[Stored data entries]
━━━━━━━━━━━━━━━━━━━━━━━━━━━━━━

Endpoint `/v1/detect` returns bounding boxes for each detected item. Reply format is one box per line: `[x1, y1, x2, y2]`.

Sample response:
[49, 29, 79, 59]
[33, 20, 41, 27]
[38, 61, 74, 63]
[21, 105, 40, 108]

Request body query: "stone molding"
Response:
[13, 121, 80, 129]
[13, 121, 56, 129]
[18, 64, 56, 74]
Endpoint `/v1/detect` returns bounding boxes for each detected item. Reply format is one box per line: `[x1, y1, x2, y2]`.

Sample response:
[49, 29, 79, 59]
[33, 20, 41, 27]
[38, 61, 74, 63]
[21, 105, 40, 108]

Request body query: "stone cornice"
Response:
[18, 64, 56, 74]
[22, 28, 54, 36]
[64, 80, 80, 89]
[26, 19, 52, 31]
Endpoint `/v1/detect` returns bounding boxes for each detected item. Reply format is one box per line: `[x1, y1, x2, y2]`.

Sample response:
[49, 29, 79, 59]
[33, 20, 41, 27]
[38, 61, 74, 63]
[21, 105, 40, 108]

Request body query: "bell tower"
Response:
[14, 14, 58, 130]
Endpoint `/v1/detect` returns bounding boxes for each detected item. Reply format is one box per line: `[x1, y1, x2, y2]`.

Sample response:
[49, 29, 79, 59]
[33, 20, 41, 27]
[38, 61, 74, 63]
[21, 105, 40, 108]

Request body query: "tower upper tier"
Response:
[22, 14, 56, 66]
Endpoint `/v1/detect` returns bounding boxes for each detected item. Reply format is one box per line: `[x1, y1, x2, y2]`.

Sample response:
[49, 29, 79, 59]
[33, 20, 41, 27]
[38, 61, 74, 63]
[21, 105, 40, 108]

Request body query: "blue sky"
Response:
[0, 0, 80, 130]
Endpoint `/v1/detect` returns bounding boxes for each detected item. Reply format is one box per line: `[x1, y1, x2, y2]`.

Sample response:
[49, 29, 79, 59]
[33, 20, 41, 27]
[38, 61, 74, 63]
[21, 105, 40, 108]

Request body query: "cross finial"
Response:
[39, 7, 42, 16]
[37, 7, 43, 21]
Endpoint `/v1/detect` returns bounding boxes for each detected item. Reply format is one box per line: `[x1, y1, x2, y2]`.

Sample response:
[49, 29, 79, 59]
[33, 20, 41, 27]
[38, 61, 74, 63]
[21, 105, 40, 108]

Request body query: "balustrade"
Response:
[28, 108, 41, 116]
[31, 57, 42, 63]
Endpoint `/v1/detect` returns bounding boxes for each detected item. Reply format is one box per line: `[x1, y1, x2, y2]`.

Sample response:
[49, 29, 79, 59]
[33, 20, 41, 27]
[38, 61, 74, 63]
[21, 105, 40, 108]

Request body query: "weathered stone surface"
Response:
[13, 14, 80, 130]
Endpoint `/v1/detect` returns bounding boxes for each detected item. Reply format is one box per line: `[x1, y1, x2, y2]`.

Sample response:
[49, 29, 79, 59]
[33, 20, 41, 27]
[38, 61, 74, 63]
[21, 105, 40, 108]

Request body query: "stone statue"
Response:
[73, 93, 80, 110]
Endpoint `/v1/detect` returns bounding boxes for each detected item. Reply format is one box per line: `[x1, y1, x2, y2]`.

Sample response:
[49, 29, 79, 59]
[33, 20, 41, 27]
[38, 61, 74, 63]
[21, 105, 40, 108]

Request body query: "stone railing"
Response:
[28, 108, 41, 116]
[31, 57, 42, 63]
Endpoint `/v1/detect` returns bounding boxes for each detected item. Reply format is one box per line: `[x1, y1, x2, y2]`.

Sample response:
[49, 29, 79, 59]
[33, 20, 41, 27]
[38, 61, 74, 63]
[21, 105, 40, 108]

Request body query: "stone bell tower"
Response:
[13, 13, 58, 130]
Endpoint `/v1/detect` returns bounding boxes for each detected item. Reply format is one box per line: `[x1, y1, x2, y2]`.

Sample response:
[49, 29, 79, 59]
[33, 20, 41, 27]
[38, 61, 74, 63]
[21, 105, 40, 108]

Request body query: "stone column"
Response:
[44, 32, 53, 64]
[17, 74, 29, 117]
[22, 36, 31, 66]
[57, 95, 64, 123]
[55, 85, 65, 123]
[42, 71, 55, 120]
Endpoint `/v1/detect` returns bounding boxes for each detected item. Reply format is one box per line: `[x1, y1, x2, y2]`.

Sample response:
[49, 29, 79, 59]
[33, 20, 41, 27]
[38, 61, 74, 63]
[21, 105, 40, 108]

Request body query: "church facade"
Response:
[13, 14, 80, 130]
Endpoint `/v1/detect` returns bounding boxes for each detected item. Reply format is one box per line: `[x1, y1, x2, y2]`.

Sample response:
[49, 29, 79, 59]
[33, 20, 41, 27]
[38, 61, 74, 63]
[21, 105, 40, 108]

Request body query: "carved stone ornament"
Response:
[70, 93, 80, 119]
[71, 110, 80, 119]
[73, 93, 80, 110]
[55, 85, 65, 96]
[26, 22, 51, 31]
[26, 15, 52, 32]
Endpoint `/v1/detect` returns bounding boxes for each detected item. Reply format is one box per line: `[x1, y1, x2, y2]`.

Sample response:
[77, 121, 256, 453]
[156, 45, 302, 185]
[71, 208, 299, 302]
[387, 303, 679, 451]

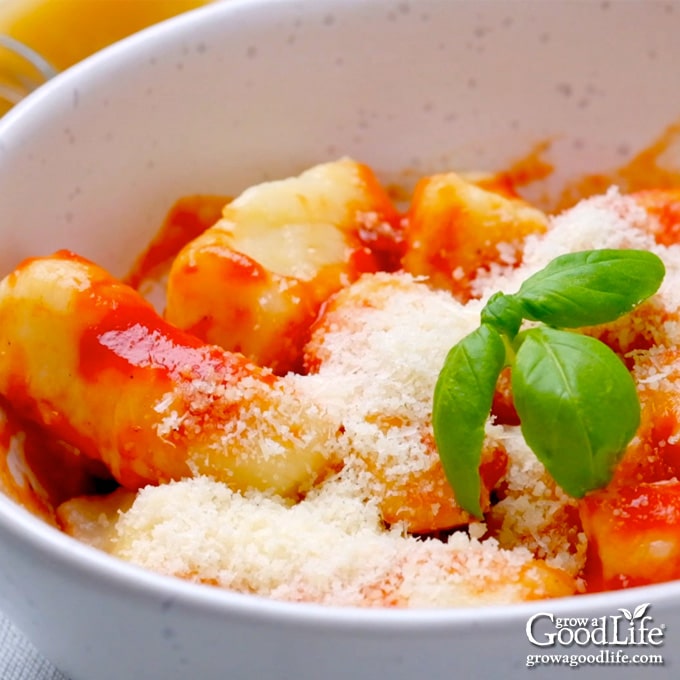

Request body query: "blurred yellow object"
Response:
[0, 0, 214, 72]
[0, 33, 56, 114]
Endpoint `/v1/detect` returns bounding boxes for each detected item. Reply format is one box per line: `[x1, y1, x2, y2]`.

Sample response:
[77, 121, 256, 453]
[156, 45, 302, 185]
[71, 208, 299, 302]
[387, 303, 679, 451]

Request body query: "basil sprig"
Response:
[432, 249, 665, 518]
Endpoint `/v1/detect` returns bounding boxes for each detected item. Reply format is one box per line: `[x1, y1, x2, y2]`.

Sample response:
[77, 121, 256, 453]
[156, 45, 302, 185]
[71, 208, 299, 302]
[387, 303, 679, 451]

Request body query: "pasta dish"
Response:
[0, 158, 679, 607]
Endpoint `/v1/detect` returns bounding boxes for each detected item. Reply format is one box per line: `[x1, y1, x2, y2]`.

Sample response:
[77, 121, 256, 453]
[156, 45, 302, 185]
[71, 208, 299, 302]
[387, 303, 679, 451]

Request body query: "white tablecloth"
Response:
[0, 612, 67, 680]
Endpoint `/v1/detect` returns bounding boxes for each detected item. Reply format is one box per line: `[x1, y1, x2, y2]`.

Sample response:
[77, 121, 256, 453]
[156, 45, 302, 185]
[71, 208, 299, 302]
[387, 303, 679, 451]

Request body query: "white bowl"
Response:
[1, 1, 680, 678]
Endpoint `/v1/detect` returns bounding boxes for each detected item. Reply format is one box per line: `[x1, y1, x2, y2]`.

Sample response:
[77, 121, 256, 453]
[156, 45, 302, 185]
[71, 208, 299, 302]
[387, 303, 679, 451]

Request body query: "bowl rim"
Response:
[1, 0, 679, 629]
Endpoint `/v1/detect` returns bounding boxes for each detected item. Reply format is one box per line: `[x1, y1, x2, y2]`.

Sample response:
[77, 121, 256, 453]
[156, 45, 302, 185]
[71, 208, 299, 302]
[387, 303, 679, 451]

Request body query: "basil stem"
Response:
[432, 324, 506, 518]
[514, 249, 665, 328]
[511, 327, 640, 497]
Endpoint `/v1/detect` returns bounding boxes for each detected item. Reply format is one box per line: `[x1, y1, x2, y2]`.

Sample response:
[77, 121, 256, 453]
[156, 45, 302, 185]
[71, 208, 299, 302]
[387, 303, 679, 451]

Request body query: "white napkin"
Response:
[0, 611, 67, 680]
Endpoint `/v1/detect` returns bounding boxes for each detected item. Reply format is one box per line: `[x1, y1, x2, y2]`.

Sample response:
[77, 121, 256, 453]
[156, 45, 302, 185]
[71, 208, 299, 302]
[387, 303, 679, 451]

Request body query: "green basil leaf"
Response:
[480, 292, 523, 338]
[515, 249, 665, 328]
[432, 324, 506, 518]
[512, 327, 639, 497]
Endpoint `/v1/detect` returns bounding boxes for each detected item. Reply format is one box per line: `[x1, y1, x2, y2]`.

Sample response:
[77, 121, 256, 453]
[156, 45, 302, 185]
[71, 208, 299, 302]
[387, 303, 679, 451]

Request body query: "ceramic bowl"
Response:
[0, 1, 680, 678]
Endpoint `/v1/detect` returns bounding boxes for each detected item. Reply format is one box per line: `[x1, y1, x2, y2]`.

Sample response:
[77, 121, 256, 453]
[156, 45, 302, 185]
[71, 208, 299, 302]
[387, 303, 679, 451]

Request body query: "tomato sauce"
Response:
[125, 195, 230, 289]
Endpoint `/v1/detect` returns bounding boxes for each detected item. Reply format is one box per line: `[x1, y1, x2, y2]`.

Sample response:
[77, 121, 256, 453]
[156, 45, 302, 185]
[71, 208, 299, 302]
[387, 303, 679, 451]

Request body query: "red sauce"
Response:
[0, 397, 103, 518]
[76, 294, 257, 388]
[580, 481, 680, 590]
[560, 121, 680, 208]
[206, 247, 268, 284]
[125, 194, 229, 289]
[497, 119, 680, 212]
[12, 249, 247, 387]
[495, 138, 555, 192]
[629, 188, 680, 246]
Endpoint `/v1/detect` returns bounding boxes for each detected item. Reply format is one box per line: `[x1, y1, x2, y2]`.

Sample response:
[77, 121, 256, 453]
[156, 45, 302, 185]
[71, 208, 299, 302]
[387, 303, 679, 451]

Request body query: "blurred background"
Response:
[0, 0, 215, 115]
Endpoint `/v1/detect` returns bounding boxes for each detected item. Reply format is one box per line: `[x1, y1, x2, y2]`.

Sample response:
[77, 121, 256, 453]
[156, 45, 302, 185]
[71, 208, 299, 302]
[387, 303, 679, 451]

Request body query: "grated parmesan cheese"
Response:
[107, 475, 570, 608]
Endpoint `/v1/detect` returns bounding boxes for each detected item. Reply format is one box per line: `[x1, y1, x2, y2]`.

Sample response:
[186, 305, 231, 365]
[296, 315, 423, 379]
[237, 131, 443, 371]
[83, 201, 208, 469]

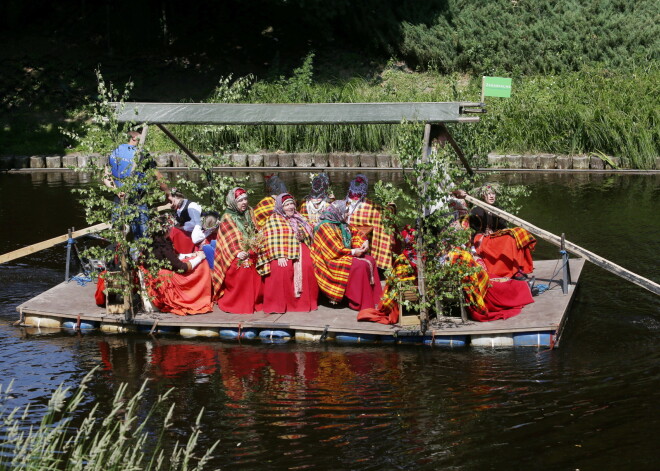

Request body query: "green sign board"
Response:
[482, 76, 512, 98]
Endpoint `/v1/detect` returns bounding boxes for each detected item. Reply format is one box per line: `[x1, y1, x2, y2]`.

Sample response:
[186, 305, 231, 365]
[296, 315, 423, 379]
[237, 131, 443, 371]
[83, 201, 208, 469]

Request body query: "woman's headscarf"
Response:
[318, 200, 351, 248]
[307, 172, 330, 200]
[224, 187, 253, 234]
[347, 173, 368, 200]
[264, 175, 287, 196]
[274, 193, 313, 237]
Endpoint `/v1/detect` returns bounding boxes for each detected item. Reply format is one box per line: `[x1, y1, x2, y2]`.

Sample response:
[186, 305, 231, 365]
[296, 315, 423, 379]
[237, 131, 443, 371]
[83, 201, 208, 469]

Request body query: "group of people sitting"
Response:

━━━━━━━━━━━━━━━━━━━━━━━━━━━━━━

## Description of the task
Find each line in the data above with the word "bell", then copy it.

## Problem solution
Request body query: "bell tower"
Request body query: "stone bell tower"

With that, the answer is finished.